Short task.
Answer these questions from the passage on the vehicle control device:
1. When does the automatic brake controller determine that the preceding vehicle has started?
2. What information is the acquirer configured to acquire?
3. What performs the vehicle control method?

Passage shown.
- - -

In the vehicle control device described above, the automatic brake controller is configured to cause, when the vehicle is stopped, the brake device to release the brake force when a driving force of the vehicle exceeds a predetermined value due to the acceleration control or the acceleration operation, and is configured to cause, before the vehicle is stopped, the brake device to release the brake force in response to an increase in vehicle speed of the vehicle when the acceleration operation or the acceleration control is performed on the vehicle.

In the vehicle control device described above, the automatic brake controller is configured to cause the brake device to apply a brake force to stop the vehicle to correspond to a stop of a preceding vehicle located in the advancing direction of the vehicle and traveling in the same direction as the vehicle which is recognized by the surrounding situation recognizer.

In the vehicle control device described above, the automatic brake controller is configured to determine that the preceding vehicle has started when a distance from the vehicle to the preceding vehicle is a predetermined distance or more.

In the vehicle control device described above, further comprising: further comprising an acquirer configured to acquire information on a gradient of a road on which the vehicle is placed, the automatic brake controller is configured to cause the brake device to release the brake force before a power source of the vehicle outputs a driving force, which is equivalent to a force causing the vehicle to move backward caused due to the upward slope, to start the vehicle when the vehicle is subject to the acceleration control or the acceleration operation before stopping while decelerating.

In the vehicle control device described above, the brake force is gradually released after the vehicle has been subjected to the acceleration control or the acceleration operation before stopping while decelerating and increases a weakening amount per time of the brake force as compared to before a vehicle speed of the vehicle increases.

A vehicle control device according to an aspect of the present invention includes: a vehicle control method performed by an in-vehicle computer, the method comprising: causing a brake device to apply a brake force and causing the brake device to release the brake force at a time of accelerating a vehicle in accordance with a situation in an advancing direction of the vehicle recognized by a surrounding situation recognizer which is configured to recognize the situation in the advancing direction of the vehicle, and when the vehicle is decelerating, causing the brake device to release the brake force in response to an increase in vehicle speed of the vehicle when the vehicle is subject to acceleration control or an acceleration operation before stopping.

A vehicle control device according to an aspect of the present invention includes: a non-transitory computer-readable storage medium that stores a vehicle control program to be executed by a computer to perform: cause a brake device to apply a brake force and causing the brake device to release the brake force at a time of accelerating a vehicle in accordance with a situation in an advancing direction of the vehicle recognized by a surrounding situation recognizer which is configured to recognize the situation in the advancing direction of the vehicle, and when the vehicle is decelerating, cause the brake device to release the brake force in response to an increase in vehicle speed of the vehicle when the vehicle is subject to acceleration control or an acceleration operation before stopping.

According to the invention disclosed in first to fifth aspects and seventh to tenth aspects, when the vehicle is decelerating, the vehicle can be controlled with good responsiveness by releasing the brake force in response to an increase in vehicle speed of the vehicle when the vehicle has been subjected to acceleration control or an acceleration operation before stopping.

- - -

Supplied data.
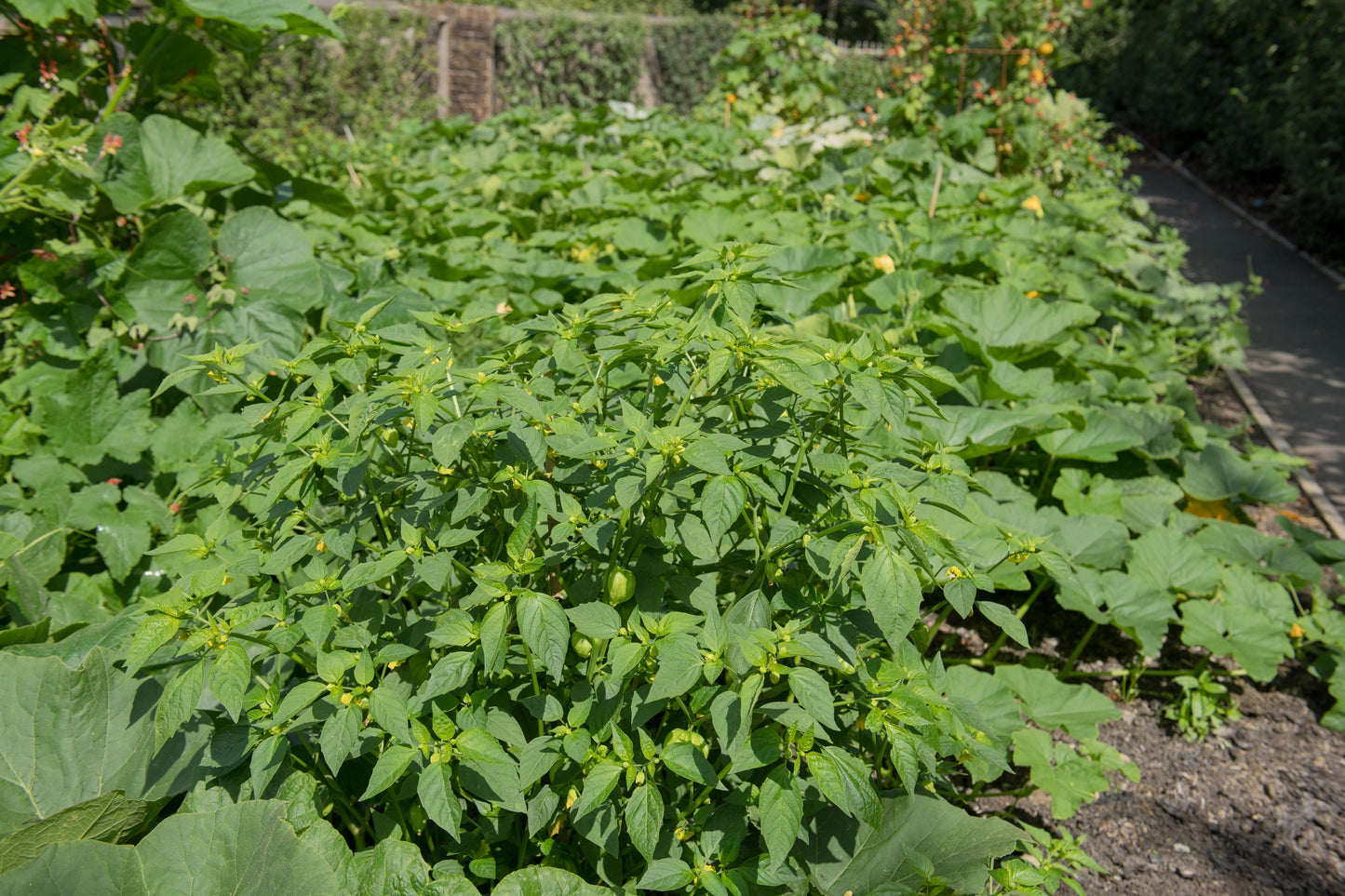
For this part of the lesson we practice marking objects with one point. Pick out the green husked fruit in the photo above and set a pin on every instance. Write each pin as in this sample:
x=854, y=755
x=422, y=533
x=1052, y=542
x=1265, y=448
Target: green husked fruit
x=583, y=646
x=619, y=584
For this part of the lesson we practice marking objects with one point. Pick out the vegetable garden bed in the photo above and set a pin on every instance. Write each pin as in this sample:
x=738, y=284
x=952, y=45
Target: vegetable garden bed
x=577, y=501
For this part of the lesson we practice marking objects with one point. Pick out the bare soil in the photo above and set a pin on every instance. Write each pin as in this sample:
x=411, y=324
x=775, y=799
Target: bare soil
x=1257, y=810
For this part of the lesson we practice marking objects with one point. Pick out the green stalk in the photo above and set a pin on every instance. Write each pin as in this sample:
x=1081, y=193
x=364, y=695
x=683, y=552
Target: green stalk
x=1079, y=649
x=1020, y=614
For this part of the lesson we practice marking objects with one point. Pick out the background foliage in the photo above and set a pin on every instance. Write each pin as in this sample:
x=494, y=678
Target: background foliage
x=558, y=60
x=383, y=72
x=1253, y=87
x=577, y=500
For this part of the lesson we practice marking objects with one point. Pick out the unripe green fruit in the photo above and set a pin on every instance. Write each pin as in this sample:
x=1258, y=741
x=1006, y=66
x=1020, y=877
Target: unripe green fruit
x=620, y=585
x=583, y=646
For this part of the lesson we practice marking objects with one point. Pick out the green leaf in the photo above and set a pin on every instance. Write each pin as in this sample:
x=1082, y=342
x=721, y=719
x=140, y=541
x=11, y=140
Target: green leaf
x=247, y=849
x=339, y=736
x=266, y=760
x=448, y=441
x=163, y=159
x=598, y=786
x=545, y=630
x=179, y=702
x=1103, y=436
x=679, y=667
x=1220, y=474
x=389, y=769
x=910, y=833
x=689, y=762
x=175, y=247
x=43, y=12
x=438, y=799
x=546, y=881
x=722, y=501
x=230, y=675
x=1054, y=703
x=891, y=594
x=1003, y=317
x=153, y=634
x=780, y=808
x=272, y=259
x=1167, y=558
x=1005, y=619
x=644, y=820
x=1238, y=631
x=106, y=818
x=707, y=456
x=298, y=17
x=595, y=621
x=298, y=699
x=523, y=531
x=89, y=420
x=389, y=711
x=846, y=783
x=665, y=875
x=814, y=694
x=1069, y=778
x=487, y=771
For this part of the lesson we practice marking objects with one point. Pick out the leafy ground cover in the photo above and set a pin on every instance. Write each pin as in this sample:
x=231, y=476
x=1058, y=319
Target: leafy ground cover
x=574, y=501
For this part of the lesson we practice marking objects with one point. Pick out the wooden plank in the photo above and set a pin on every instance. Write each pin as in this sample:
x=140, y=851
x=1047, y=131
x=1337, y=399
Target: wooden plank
x=441, y=82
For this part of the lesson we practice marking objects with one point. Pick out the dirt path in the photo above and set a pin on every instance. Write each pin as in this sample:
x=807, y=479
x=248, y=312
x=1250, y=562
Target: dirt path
x=1297, y=355
x=1262, y=814
x=1259, y=810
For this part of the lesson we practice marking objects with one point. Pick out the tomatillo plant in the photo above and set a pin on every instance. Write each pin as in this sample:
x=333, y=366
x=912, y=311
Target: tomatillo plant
x=634, y=592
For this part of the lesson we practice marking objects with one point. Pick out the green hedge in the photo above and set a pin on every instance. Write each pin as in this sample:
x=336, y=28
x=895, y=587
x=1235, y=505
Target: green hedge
x=686, y=51
x=383, y=73
x=558, y=60
x=1255, y=87
x=583, y=62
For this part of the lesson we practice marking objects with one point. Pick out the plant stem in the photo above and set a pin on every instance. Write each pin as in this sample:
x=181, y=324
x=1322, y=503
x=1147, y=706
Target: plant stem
x=1020, y=614
x=1079, y=649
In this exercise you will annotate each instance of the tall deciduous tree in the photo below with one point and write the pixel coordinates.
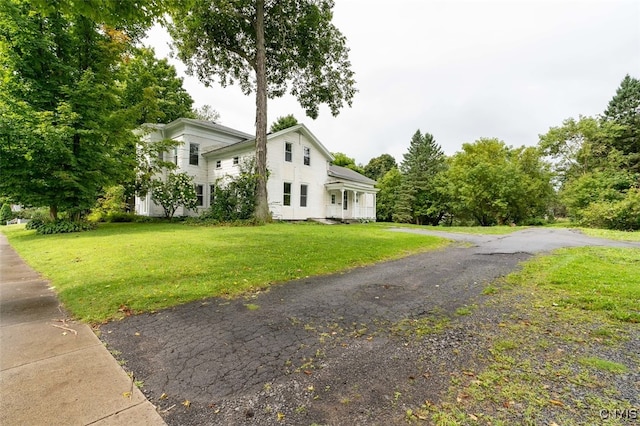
(418, 199)
(63, 133)
(492, 183)
(269, 47)
(58, 98)
(152, 92)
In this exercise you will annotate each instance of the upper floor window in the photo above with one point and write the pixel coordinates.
(212, 194)
(286, 197)
(288, 151)
(194, 149)
(303, 195)
(307, 156)
(200, 195)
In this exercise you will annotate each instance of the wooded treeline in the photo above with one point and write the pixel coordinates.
(586, 169)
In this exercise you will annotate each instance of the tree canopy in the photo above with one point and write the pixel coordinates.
(418, 196)
(60, 111)
(282, 123)
(270, 48)
(73, 88)
(491, 183)
(152, 91)
(343, 160)
(377, 167)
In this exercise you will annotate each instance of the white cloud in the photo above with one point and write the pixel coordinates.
(459, 70)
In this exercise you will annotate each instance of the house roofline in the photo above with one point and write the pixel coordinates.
(300, 128)
(163, 128)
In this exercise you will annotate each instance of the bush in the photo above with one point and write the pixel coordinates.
(62, 226)
(234, 198)
(111, 204)
(623, 215)
(5, 214)
(113, 217)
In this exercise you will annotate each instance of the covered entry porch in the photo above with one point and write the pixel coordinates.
(347, 202)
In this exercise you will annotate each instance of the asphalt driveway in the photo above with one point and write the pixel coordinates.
(323, 350)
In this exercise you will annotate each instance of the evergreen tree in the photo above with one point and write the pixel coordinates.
(624, 109)
(387, 197)
(417, 199)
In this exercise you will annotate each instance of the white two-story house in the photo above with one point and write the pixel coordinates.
(302, 182)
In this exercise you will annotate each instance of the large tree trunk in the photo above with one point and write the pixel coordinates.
(262, 205)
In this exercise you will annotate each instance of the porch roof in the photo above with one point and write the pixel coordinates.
(341, 178)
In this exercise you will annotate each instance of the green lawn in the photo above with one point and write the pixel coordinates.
(145, 267)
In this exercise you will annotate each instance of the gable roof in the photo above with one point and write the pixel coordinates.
(206, 125)
(300, 128)
(348, 174)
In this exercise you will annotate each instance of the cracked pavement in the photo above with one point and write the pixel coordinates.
(295, 353)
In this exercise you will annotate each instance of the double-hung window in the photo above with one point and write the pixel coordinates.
(288, 151)
(303, 195)
(200, 195)
(194, 149)
(212, 194)
(286, 197)
(307, 156)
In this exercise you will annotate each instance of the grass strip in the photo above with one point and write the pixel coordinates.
(139, 267)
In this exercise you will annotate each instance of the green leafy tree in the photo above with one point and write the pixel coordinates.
(418, 197)
(206, 113)
(491, 183)
(579, 146)
(379, 166)
(270, 48)
(60, 124)
(5, 214)
(152, 91)
(283, 122)
(343, 160)
(177, 190)
(387, 197)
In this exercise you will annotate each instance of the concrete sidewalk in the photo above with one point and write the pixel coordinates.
(55, 371)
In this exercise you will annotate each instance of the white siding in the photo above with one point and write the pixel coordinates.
(297, 173)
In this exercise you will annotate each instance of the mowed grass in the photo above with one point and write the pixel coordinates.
(122, 268)
(589, 278)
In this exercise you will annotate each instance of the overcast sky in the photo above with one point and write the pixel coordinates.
(460, 70)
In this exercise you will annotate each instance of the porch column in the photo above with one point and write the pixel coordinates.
(374, 210)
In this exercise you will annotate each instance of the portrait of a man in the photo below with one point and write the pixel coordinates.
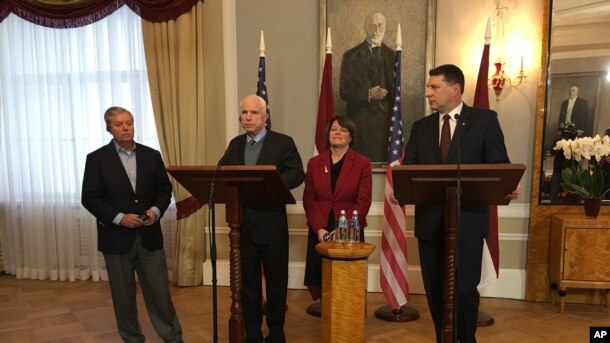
(575, 110)
(364, 39)
(366, 86)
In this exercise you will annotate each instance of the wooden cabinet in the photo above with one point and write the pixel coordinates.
(579, 255)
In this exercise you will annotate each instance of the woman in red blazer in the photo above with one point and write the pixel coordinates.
(337, 179)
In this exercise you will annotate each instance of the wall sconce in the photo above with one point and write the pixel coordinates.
(500, 80)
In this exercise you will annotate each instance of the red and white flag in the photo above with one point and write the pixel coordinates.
(326, 103)
(393, 259)
(326, 110)
(490, 268)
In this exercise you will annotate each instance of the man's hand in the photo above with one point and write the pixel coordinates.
(377, 93)
(514, 195)
(133, 221)
(393, 200)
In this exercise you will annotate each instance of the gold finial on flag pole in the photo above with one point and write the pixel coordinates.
(488, 32)
(398, 39)
(329, 44)
(261, 46)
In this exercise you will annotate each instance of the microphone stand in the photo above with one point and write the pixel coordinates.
(212, 233)
(458, 195)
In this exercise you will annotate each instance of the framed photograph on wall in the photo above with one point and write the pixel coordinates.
(363, 75)
(582, 110)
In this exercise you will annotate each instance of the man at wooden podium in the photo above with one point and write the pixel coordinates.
(264, 229)
(434, 140)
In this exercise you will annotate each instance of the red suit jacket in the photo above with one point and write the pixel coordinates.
(352, 191)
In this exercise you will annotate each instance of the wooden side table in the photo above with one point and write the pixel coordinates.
(579, 255)
(344, 277)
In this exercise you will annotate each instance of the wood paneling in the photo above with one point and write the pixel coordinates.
(537, 282)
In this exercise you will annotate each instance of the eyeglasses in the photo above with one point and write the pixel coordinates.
(339, 129)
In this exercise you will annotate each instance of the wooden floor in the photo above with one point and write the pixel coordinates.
(81, 311)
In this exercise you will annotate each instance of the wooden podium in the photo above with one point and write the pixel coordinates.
(344, 279)
(481, 184)
(234, 186)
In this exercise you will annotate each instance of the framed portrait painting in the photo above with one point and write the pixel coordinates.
(573, 98)
(364, 40)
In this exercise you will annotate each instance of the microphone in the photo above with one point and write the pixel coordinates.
(456, 133)
(458, 201)
(212, 234)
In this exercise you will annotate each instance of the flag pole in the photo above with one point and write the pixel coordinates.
(393, 264)
(481, 99)
(326, 110)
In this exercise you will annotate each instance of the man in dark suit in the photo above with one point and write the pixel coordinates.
(264, 229)
(365, 81)
(575, 110)
(126, 188)
(481, 141)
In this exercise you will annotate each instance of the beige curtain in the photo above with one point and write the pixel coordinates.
(174, 57)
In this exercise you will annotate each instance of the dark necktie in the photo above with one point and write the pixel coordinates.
(445, 137)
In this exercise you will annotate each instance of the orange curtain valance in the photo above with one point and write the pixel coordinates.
(75, 13)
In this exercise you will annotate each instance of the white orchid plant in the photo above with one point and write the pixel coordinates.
(583, 174)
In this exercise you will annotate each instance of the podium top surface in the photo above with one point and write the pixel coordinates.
(482, 184)
(354, 251)
(256, 184)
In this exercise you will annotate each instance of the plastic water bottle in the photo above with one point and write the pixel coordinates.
(354, 230)
(342, 228)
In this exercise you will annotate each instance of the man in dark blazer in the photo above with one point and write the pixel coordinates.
(126, 188)
(264, 229)
(481, 141)
(365, 81)
(575, 110)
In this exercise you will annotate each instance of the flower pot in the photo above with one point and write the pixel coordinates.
(592, 207)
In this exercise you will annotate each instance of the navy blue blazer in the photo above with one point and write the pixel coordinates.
(268, 224)
(107, 191)
(481, 141)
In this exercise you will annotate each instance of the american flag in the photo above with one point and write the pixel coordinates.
(393, 241)
(261, 88)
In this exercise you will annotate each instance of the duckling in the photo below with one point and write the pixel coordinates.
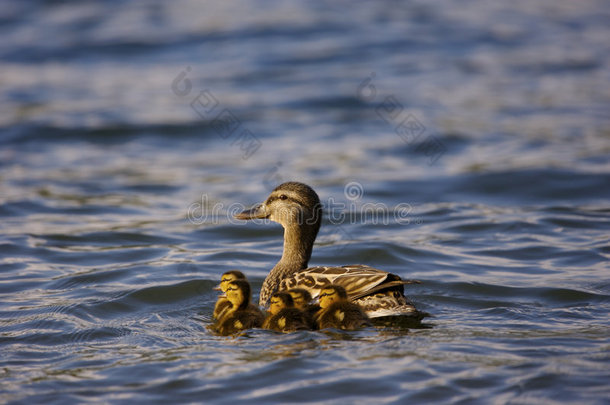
(337, 312)
(283, 316)
(302, 300)
(242, 314)
(223, 303)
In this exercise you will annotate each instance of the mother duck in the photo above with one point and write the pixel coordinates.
(296, 206)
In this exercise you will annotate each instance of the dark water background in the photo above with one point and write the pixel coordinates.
(462, 143)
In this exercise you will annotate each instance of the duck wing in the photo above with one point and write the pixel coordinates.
(358, 280)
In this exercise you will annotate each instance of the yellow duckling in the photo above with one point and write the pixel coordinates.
(223, 303)
(337, 312)
(302, 300)
(283, 316)
(242, 314)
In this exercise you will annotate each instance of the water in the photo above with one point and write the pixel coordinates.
(480, 132)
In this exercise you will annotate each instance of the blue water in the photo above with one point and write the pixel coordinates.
(464, 144)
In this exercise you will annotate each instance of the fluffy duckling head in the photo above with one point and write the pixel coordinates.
(238, 293)
(227, 277)
(280, 301)
(330, 294)
(301, 297)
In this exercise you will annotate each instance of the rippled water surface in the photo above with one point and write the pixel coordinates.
(463, 144)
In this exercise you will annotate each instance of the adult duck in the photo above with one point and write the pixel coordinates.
(296, 207)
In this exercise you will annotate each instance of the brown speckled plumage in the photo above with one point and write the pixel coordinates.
(297, 208)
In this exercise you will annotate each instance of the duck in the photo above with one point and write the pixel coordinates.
(337, 312)
(222, 304)
(283, 315)
(303, 301)
(296, 206)
(242, 314)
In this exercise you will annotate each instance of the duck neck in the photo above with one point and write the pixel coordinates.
(298, 244)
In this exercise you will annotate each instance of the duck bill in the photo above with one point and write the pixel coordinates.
(257, 212)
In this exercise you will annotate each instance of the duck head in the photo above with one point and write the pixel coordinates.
(227, 277)
(280, 301)
(295, 206)
(238, 293)
(330, 294)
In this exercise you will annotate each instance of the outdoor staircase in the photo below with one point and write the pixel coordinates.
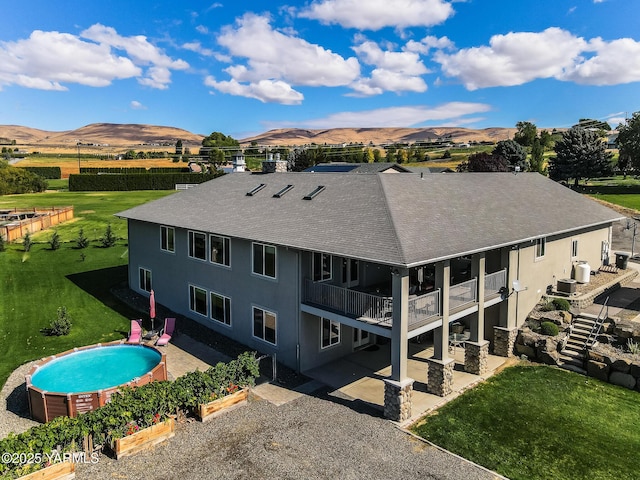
(583, 336)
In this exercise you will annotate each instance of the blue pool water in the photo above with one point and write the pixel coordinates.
(96, 368)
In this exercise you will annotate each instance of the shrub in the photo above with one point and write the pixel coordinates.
(61, 325)
(54, 242)
(561, 304)
(82, 241)
(108, 239)
(549, 328)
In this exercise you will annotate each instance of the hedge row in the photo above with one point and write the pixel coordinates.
(148, 181)
(125, 170)
(53, 173)
(128, 410)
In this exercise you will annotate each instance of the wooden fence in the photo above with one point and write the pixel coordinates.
(15, 223)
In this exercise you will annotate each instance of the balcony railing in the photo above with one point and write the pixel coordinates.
(463, 293)
(493, 282)
(378, 309)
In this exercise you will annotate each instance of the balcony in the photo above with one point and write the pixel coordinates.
(378, 310)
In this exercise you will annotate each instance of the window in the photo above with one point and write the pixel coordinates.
(574, 248)
(264, 260)
(221, 308)
(167, 239)
(264, 325)
(321, 267)
(145, 279)
(219, 250)
(541, 245)
(198, 300)
(330, 333)
(198, 245)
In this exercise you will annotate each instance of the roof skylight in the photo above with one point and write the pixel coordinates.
(256, 190)
(283, 191)
(313, 194)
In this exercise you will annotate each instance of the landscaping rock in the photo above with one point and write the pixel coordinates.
(621, 365)
(622, 379)
(598, 370)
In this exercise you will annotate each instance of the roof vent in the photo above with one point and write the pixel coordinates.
(313, 194)
(283, 191)
(256, 190)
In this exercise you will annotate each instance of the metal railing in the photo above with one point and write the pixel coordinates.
(463, 293)
(424, 307)
(493, 282)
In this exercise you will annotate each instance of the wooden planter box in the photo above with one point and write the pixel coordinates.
(144, 439)
(57, 471)
(207, 411)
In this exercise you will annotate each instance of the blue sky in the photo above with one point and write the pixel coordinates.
(244, 67)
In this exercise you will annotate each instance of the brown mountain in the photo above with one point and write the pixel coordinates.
(377, 136)
(113, 134)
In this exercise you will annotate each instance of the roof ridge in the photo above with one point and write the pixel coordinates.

- - -

Expected output.
1. When the distance from the vehicle to the preceding vehicle is a predetermined distance or more.
2. Information on the gradient of the road on which the vehicle is placed.
3. An in-vehicle computer.